*SUPPLIED PASSAGE:*

Content starts

Connecticut Senator Chris Murphy, the top Democratic negotiator, told CNN’s “State of the Union” he’s confident that enough Republicans in the chamber will join in to pass the legislation, “potentially as early as the next week or two.”

Some lawmakers have chafed at Trump’s effort to influence the border-security negotiations.

“He’s irrelevant to this conversation, he’s not in office, all right? ” Florida Senator Rick Scott said on “Fox News Sunday.” “And by the way, I talked to President Trump, he’s never asked me to be opposed to something.”

President Biden said Friday that the emerging deal, if passed, is the “toughest and fairest set of reforms” the U.S. has ever had and would give him emergency authority to “shut down the border when it becomes overwhelmed.”

The action would look similar to the authority used during COVID-19 to oust asylum-seekers and other immigrants, called Title 42.d.

“And if given that authority, I would use it the day I sign the bill into law,” Biden said.

Content ends

*EXERCISE BRIEF:*
Output the entire border-security negotiations passage above, word for word.

Data entries
Content starts

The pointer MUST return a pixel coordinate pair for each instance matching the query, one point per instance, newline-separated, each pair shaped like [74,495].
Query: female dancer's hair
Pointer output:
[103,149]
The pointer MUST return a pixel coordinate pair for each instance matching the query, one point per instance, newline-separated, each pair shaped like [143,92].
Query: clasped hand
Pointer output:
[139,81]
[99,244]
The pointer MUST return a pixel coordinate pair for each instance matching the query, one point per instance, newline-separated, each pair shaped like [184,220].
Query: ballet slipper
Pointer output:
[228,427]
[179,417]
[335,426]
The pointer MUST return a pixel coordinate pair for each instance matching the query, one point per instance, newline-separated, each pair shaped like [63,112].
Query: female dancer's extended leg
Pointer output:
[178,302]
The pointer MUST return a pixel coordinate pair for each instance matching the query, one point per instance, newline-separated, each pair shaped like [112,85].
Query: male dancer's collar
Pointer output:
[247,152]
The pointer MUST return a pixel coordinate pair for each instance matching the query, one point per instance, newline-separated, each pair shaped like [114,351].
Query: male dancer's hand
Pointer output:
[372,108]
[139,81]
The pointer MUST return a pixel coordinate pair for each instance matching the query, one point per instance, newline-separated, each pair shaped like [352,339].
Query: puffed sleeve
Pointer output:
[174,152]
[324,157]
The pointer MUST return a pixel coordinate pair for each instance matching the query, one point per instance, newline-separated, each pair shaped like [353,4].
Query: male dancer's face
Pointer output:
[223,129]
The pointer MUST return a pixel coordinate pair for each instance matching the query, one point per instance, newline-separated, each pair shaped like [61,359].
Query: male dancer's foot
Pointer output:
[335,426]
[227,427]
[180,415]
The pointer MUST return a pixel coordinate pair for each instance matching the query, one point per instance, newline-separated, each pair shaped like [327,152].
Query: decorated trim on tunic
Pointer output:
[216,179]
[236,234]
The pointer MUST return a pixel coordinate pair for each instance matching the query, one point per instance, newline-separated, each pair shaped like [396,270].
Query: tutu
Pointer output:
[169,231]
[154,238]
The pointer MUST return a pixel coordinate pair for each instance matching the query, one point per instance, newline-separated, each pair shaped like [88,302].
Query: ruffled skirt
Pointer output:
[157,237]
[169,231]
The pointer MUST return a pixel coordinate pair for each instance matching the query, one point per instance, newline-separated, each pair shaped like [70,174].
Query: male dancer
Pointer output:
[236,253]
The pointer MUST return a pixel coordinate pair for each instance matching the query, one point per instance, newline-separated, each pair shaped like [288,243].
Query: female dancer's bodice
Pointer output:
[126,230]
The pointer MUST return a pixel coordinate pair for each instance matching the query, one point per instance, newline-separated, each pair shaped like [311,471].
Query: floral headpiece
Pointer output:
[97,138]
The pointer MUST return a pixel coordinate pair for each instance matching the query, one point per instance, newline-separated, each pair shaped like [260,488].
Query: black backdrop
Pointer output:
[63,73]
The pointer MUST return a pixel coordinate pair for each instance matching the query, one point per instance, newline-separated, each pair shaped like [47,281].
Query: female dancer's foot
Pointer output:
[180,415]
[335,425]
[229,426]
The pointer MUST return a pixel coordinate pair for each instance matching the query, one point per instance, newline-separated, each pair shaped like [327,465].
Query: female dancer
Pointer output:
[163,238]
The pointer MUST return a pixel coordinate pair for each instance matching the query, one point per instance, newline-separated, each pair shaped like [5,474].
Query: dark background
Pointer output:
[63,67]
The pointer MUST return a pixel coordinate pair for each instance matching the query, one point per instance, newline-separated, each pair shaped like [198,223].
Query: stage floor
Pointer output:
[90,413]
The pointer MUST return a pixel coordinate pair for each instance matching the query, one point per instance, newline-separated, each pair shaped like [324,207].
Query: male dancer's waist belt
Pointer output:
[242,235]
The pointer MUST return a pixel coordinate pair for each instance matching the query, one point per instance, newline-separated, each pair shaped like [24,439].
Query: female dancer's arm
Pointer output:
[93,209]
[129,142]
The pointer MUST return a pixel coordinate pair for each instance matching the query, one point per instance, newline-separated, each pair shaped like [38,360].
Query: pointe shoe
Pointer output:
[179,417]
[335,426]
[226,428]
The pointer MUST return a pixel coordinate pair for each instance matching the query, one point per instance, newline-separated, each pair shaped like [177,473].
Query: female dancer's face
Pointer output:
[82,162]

Content ends

*RESPONSE FOR THIS EXERCISE:*
Connecticut Senator Chris Murphy, the top Democratic negotiator, told CNN’s “State of the Union” he’s confident that enough Republicans in the chamber will join in to pass the legislation, “potentially as early as the next week or two.”

Some lawmakers have chafed at Trump’s effort to influence the border-security negotiations.

“He’s irrelevant to this conversation, he’s not in office, all right? ” Florida Senator Rick Scott said on “Fox News Sunday.” “And by the way, I talked to President Trump, he’s never asked me to be opposed to something.”

President Biden said Friday that the emerging deal, if passed, is the “toughest and fairest set of reforms” the U.S. has ever had and would give him emergency authority to “shut down the border when it becomes overwhelmed.”

The action would look similar to the authority used during COVID-19 to oust asylum-seekers and other immigrants, called Title 42.d.

“And if given that authority, I would use it the day I sign the bill into law,” Biden said.